CandyShop: Open-Source Security Tool Benchmark 2026

Last updated on Mar. 04, 2026

CandyShop: Open-Source Security Tool Benchmark 2026

Container scanners produced the most findings by far. DVWA alone: 2,097 from Grype, 1,575 from Trivy — mostly outdated base image dependencies.
Trivy had the highest F-measure (0.783) with perfect precision and 66.2% recall on ground-truth CWEs.
Only 654 of 10,047 total findings were confirmed as true positives through multi-tool consensus. That 6.5% confirmation rate is why triage matters more than raw counts.
ZAP and Nuclei found runtime issues that no static scanner caught, though their total volume was a fraction of what SCA and container scanners produced.

The CandyShop benchmark is an independent, reproducible test of open-source security scanners. I run 12 tools from five categories — SAST, DAST, SCA, container scanning, and IaC — against 6 intentionally vulnerable applications (OWASP Juice Shop, Broken Crystals, Altoro Mutual, vulnpy, DVWA, and WebGoat).

Each tool runs in its default configuration inside Docker, with no custom rules or tuning. The result: 10,047 total findings, of which 654 were confirmed as true positives through multi-tool consensus. This page reports the raw numbers, F-measure accuracy scores, and per-target breakdowns.

Only 6.5% of 10,047 total findings confirmed as true positives through multi-tool consensus: 654 confirmed TPs, 12 open-source tools tested, 6 vulnerable target applications

Key Findings#

1. Your base image matters more than your code#

DVWA’s PHP/Apache image produced 3,672 container findings (Grype + Trivy combined). Juice Shop’s Node.js image: 271.

Same tools, same configuration — the only variable is the base image. If your container scans are drowning you in noise, that’s where to look first.

Base image matters more than code: DVWA PHP/Apache image produced 3,672 container findings (Grype 2,097 + Trivy 1,575, 327 critical CVEs) versus Juice Shop Node.js image with only 271 findings — same tools, same configuration

2. More findings does not mean better detection#

Grype reported 5,046 findings across all 6 targets — the highest count from any tool. The vast majority came from base image OS packages, not application-level flaws. npm audit found 99 findings total, but 9 were critical and 46 were high. Look at severity distribution, not totals.

3. No single scanner catches everything#

The best performer (Trivy , F1=0.783) detected 66.2% of the consensus-confirmed vulnerabilities. That means even with the top-ranked tool, over a third of the known issues go undetected. Running multiple tools from different categories is the only way to approach full coverage.
^^^^^^^^^^^^^^^^
## Jobs
A) For each statement, say yes or no on whether the CandyShop benchmark text above agrees with it, and quote the words of the text that decide it: (i) Trivy reached the highest F-measure with perfect precision; (ii) the tools were tuned with custom rules for each target; (iii) Grype reported more findings than any other tool.
B) Write a continuation of the CandyShop benchmark text, starting after its last sentence.
^^^^^^^^^^^^^^^^
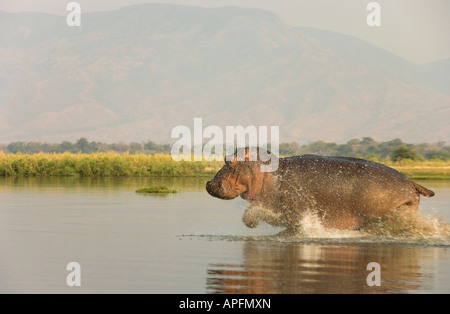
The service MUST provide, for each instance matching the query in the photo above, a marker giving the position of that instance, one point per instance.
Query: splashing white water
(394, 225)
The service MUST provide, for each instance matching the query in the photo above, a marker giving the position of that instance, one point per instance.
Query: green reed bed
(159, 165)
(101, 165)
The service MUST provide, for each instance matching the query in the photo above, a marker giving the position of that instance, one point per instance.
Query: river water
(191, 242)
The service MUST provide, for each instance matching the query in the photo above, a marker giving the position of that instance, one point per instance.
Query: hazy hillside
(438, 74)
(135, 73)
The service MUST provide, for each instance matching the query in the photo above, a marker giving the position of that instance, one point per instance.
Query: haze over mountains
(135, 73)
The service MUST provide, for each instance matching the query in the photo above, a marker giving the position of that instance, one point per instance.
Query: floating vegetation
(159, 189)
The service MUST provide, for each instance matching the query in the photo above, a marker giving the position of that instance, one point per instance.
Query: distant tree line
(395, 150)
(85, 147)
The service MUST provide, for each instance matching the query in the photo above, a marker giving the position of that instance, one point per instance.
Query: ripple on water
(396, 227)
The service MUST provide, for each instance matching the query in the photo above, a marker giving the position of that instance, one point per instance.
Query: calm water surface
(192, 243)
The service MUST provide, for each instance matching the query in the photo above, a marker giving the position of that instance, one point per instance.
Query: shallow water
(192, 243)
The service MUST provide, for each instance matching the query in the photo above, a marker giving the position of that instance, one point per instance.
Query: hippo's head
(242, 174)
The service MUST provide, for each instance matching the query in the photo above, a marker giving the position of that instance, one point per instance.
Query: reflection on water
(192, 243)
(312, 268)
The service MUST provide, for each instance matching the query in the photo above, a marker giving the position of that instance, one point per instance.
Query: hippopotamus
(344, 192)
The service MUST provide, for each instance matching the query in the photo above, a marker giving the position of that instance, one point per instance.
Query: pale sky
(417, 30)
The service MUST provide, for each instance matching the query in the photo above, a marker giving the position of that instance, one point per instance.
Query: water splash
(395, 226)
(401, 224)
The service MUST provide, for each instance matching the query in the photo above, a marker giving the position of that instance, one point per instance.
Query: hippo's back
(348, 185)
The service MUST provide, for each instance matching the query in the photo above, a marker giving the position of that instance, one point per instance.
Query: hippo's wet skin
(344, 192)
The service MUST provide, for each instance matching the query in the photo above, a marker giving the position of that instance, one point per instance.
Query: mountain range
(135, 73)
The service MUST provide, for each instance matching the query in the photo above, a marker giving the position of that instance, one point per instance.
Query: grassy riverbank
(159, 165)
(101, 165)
^^^^^^^^^^^^^^^^
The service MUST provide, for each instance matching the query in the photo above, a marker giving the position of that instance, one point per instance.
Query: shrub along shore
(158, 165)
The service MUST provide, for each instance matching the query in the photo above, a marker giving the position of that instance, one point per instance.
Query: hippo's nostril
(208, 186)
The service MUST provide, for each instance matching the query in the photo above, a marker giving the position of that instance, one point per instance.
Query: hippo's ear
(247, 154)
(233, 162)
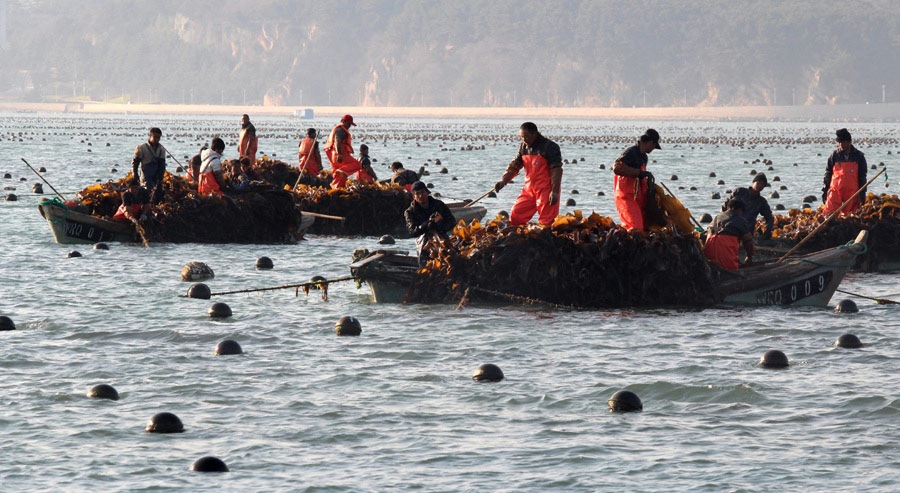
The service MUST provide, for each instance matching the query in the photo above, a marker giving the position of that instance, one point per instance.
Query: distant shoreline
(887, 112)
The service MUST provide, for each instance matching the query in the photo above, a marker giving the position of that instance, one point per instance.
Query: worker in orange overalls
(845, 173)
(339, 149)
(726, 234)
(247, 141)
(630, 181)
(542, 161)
^^^^^^^^^^^^^^^^
## Exercise answers
A)
(i) Yes: "Trivy had the highest F-measure (0.783) with perfect precision and 66.2% recall on ground-truth CWEs."
(ii) No: "Each tool runs in its default configuration inside Docker, with no custom rules or tuning."
(iii) Yes: "Grype reported 5,046 findings across all 6 targets — the highest count from any tool."

B)
4. Container scanners and SCA tools barely overlap#

Trivy and Grype scan the full container image (OS packages + app dependencies). npm audit and pip-audit only look at application-level manifests. On Juice Shop, Trivy found 135 issues and npm audit found 56, with very little overlap. You need both to get reasonable coverage.

5. Unauthenticated DAST barely scratches the surface#

ZAP consistently found 5-20 issues per target, mostly medium or lower severity. Without login credentials, ZAP only tests what an anonymous visitor can reach. The gap between 13 findings on Juice Shop and 20 on DVWA says more about how deep the login wall sits than about actual vulnerability counts.

6. IaC scanning catches what nothing else does#

Checkov flagged Dockerfile misconfigurations across 3 targets (Juice Shop, vulnpy, DVWA). Running containers as root, skipping health checks — these aren’t “vulnerabilities” in the traditional sense, but they’re real security problems that SAST, SCA, and DAST tools all ignore.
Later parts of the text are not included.